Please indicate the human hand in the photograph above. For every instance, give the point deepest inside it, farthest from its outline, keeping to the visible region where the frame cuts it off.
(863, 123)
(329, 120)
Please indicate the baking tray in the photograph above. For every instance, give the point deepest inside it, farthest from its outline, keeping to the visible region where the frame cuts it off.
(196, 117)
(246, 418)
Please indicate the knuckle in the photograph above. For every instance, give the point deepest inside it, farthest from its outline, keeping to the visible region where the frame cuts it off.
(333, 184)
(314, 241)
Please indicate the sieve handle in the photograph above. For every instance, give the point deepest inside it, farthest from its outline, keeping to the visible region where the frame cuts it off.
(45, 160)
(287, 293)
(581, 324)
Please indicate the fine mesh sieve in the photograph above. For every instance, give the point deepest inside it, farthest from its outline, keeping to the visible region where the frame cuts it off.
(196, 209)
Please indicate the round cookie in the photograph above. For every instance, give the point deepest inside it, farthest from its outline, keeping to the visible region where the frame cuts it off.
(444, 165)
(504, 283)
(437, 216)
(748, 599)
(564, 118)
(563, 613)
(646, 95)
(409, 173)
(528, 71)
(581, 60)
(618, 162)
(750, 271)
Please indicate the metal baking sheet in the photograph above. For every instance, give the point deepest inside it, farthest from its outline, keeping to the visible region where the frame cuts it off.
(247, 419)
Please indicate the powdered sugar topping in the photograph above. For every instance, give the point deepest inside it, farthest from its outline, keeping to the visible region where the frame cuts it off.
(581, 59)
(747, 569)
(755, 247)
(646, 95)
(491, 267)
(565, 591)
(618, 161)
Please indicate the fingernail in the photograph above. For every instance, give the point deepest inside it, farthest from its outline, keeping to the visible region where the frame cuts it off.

» **What needs to be done**: Copy out the lines from the one containing "Please indicate the powdered" through the end of the items, replacing "photograph" with "image" and leaving everything else unchanged.

» **Result**:
Please indicate the powdered sugar topping in the image above. For every instance, give the point deepest inside it, farthest from its outline, keeping to the visible region where the frame cuts it off.
(581, 59)
(747, 569)
(755, 247)
(646, 95)
(491, 267)
(565, 591)
(618, 161)
Please indicate the fingernail in the image above. For every instance, give the point deepest inside it, farthest from its outline, keeping to the visible region where the frame cuts it off.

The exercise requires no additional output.